| Records provided |

# # # # # # #

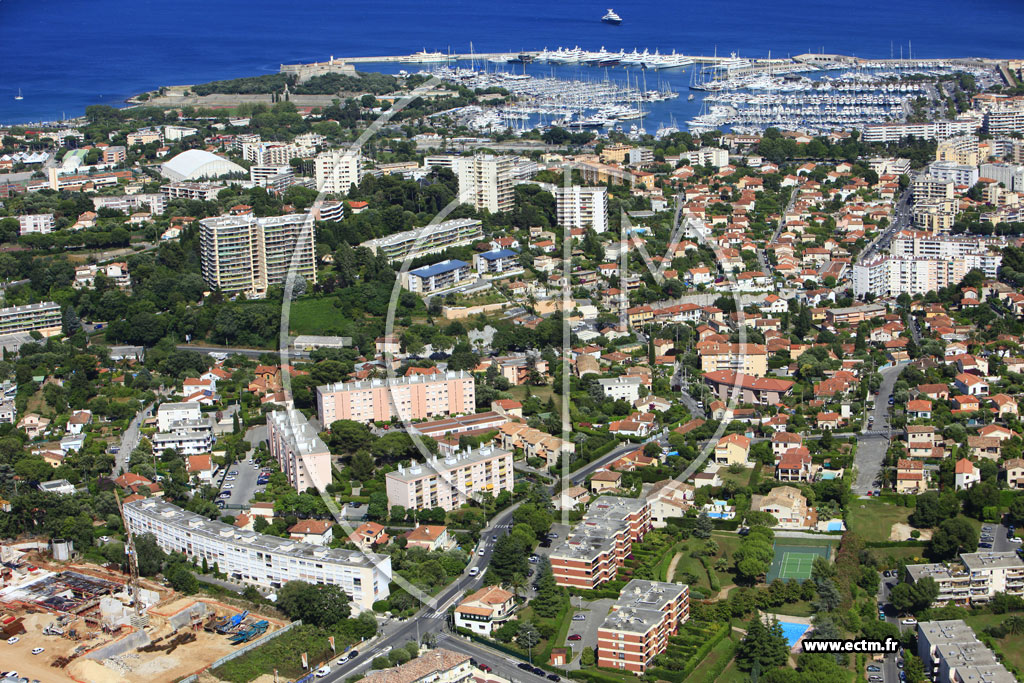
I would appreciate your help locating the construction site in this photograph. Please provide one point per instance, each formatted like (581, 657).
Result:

# # # # # # #

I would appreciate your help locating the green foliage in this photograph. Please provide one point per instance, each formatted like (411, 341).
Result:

# # # # # # #

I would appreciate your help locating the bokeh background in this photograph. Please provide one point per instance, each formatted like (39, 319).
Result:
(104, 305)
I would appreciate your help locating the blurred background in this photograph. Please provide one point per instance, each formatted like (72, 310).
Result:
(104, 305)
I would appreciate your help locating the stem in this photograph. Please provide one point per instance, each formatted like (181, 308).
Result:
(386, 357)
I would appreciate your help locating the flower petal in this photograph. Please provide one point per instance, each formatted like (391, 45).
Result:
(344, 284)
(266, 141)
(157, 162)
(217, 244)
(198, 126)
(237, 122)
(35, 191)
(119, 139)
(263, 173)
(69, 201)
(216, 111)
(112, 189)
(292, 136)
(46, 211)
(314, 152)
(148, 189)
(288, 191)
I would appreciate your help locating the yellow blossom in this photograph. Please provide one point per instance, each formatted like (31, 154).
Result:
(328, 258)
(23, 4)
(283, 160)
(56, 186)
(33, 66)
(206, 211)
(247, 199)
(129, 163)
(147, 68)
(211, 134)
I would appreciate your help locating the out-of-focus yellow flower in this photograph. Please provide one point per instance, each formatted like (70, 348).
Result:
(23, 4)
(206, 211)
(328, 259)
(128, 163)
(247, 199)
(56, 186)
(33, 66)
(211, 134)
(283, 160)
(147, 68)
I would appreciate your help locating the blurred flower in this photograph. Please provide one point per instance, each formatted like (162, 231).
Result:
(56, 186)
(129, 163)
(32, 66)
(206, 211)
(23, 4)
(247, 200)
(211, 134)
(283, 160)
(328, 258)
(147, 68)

# # # # # # #

| What you should do |
Your reply should consist of one number: how many lines of the material above include the word "this".

| Completed exercise |
9